Stated task: Identify each line in the data below that contains the word "instance", and copy those lines out in full.

Stored rows:

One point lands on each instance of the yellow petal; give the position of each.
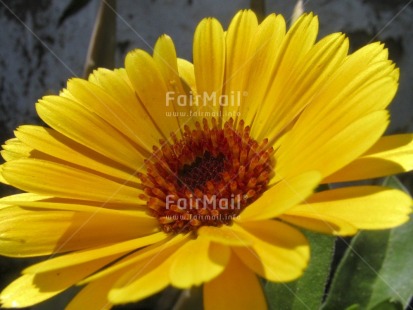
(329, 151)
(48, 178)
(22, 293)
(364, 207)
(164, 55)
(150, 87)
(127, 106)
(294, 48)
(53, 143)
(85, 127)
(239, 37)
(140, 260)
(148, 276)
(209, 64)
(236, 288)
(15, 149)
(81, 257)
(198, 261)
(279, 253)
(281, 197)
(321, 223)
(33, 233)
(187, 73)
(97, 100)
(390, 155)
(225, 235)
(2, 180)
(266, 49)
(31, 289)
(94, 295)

==

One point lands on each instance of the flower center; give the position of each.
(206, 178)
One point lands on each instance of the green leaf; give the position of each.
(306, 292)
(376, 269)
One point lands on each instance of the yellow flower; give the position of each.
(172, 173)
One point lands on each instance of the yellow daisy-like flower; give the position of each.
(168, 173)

Correct output:
One point lands on each instance of the yellow petal; give the position of each.
One point lands on each instance of the flower center; give the position of each.
One point lands on each instance of the green leaf; give the position of each.
One point lands on each instance of the yellow flower; give the position of each.
One point lands on each instance of the yellow daisy-like flower; give the position of each.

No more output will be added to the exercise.